:: TEKSTFRAGMENT

Om onderwijsachterstanden te voorkomen leggen we het accent op vroegtijdig opsporen en aanpakken van problemen. We maken hiervoor gebruik van een efficiënt KVS en LVS. Niet enkel de cognitieve ontwikkelingen van de kinderen zijn hier belangrijk, ook met het welbevinden en de betrokkenheid wordt rekening gehouden. Alle kinderen moeten zich goed voelen in onze school.

KVS - KINDVOLGSYSTEEM

Om zo vlug mogelijk problemen te kunnen opsporen, worden in de klassen individuele observaties gedaan, klasscreeningen opgemaakt en testen voor ordenen en taal afgenomen.

1. Observaties

Via een aangepaste observatielijst per klas worden gedurende het schooljaar specifieke competenties en vaardigheden gescreend bij elke kleuter. Wat onvoldoende beheerst wordt, wordt verder ingeoefend. Meermaals per schooljaar wordt een thema vrije week voorzien om extra tijd te creëren voor observeren en aanvullen van de observatielijsten.

2. Screeningen

Van elk kind wordt aangeduid hoe het met welbevinden / betrokkenheid / competenties zit in het online zorgdossier Questi. Bezorgdheden over kleuters hieromtrent worden besproken op het préMDO.

Men bekijkt hoe de kleuter het best kan begeleid worden om zijn ontwikkeling op gang te brengen.

3. CITO-testen

In de tweede en derde kleuterklas wordt tweemaal per schooljaar (oktober – maart) de CITO-test voor ordenen en taal afgenomen. De resultaten van deze testen worden omgezet in scores van A tot E. Hiermee brengen we de evolutie van elke kleuter in kaart. De testen zijn een aanvulling op wat de leerkracht in de klas observeert.

Het stappenplan van ons zorgbeleid

1. De klastitularis staat in voor de BREDE BASISZORG

Hij/zij zorgt voor een goede preventieve basiszorg. De zorg voor de leerlingen blijft in eerste instantie de verantwoordelijkheid van de klastitularis. Hij/zij schept de voorwaarden en het klimaat waarin zoveel mogelijk kinderen zich optimaal betrokken voelen bij het onderwijsaanbod. De klastitularis moet dus beschikken over de basisvaardigheden om te signaleren, te diagnosticeren, te begeleiden en te differentiëren.

2. Het zorgteam ondersteunt de leerkracht bij DE VERHOOGDE ZORG

Ondanks een goede, preventieve basiszorg kan er voor bepaalde leerlingen de behoefte ontstaan aan extra ondersteuning. De zorg heeft dan een remediërend karakter. De zorgleerkracht wordt ingeschakeld om eventueel leerlingen extra uitleg te geven, om hulpmiddelen en materialen aan te reiken of om sterke leerlingen extra uitdagend werk te geven in samenwerking met de klasleerkracht.

::::
:: INHOUD GEGEVENS

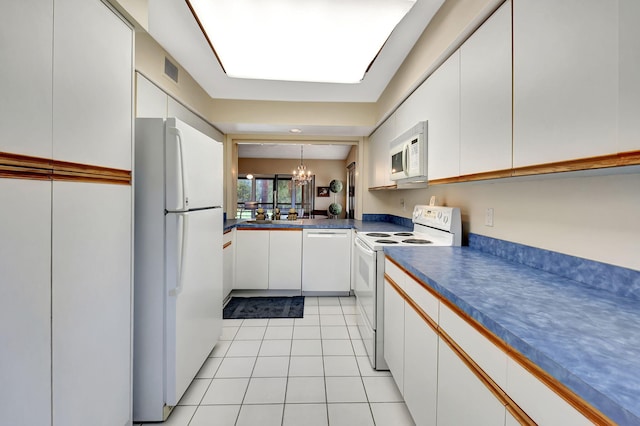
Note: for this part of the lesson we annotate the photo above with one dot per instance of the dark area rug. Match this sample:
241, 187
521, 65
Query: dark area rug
264, 307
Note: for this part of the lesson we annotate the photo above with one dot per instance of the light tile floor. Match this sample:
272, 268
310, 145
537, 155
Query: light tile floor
292, 372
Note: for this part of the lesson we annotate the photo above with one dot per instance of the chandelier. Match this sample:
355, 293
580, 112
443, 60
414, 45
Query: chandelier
302, 176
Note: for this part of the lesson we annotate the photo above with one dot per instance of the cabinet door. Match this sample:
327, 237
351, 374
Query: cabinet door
629, 101
285, 260
91, 303
25, 77
565, 74
228, 260
25, 302
151, 101
92, 81
421, 368
489, 357
440, 96
485, 96
539, 402
252, 259
379, 160
394, 334
462, 398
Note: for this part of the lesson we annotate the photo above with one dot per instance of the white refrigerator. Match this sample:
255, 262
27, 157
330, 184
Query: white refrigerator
178, 261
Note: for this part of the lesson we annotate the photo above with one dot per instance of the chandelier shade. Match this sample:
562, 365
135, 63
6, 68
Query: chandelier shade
301, 175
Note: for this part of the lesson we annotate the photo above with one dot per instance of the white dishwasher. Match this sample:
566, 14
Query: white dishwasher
326, 262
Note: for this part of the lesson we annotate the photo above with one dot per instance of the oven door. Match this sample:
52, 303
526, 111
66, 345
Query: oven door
364, 274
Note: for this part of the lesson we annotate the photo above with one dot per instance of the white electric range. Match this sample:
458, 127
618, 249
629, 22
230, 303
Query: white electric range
432, 226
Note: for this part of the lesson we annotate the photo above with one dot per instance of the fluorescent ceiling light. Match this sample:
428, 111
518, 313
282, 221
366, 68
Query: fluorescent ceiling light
331, 41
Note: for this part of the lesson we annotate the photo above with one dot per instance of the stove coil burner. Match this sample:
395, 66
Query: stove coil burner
416, 241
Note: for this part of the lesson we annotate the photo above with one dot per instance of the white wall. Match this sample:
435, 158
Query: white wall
594, 217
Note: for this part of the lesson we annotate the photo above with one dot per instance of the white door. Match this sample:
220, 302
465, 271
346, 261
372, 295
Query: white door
92, 83
194, 295
25, 77
91, 304
326, 260
193, 168
25, 302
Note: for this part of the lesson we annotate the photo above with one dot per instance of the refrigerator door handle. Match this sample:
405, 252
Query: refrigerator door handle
183, 175
183, 226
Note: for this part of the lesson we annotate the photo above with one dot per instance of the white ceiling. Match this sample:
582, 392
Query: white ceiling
174, 27
292, 151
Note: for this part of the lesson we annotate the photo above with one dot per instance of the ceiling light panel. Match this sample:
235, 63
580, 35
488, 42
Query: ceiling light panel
332, 41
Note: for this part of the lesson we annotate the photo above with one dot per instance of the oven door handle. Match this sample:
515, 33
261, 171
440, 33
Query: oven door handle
363, 248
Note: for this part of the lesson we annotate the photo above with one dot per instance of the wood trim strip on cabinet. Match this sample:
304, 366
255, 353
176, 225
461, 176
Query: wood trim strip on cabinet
381, 188
268, 229
591, 413
631, 158
17, 166
430, 322
621, 159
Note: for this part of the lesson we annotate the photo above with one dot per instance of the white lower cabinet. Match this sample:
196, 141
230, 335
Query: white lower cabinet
437, 357
285, 260
543, 405
91, 304
268, 259
394, 334
228, 262
462, 398
25, 302
420, 368
252, 259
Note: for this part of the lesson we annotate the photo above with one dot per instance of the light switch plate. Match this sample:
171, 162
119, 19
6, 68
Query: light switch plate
488, 217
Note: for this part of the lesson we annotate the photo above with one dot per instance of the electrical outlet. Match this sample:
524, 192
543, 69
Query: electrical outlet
488, 217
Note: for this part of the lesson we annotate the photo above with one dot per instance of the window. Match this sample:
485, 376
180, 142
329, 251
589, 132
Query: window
271, 191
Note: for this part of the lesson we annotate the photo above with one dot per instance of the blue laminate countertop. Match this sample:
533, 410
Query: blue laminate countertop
588, 339
358, 225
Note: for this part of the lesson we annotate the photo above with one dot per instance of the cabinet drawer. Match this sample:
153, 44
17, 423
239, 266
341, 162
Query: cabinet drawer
421, 296
542, 404
488, 356
394, 272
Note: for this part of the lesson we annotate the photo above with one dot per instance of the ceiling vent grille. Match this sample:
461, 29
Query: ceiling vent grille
171, 69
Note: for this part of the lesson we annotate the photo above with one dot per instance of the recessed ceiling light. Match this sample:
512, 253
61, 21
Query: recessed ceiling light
332, 41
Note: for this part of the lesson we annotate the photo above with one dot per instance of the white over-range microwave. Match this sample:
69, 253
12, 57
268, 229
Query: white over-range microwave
409, 155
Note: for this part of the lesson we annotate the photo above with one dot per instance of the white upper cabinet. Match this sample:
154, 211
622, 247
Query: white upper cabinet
151, 101
440, 100
92, 81
629, 100
25, 77
379, 160
485, 96
566, 76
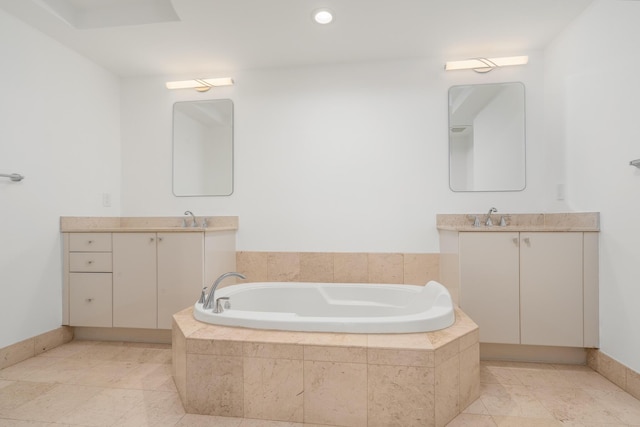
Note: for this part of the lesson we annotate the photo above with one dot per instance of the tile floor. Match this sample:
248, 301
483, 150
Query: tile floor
85, 383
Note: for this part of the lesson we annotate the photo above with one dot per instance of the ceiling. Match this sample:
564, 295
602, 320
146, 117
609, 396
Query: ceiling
194, 38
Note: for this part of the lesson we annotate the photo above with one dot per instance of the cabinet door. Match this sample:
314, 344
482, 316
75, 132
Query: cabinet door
134, 280
180, 273
551, 289
90, 299
489, 284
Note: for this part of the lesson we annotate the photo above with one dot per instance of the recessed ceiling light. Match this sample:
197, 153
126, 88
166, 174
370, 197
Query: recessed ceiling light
323, 16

::::

→ **WERKOPDRACHT**
Hoe vaak per schooljaar doen de kinderen in de tweede en derde kleuterklas volgens de tekst over het zorgbeleid de CITO-test voor ordenen en taal?

→ **ANTWOORD OEFENING**
Twee keer per schooljaar, in oktober en in maart.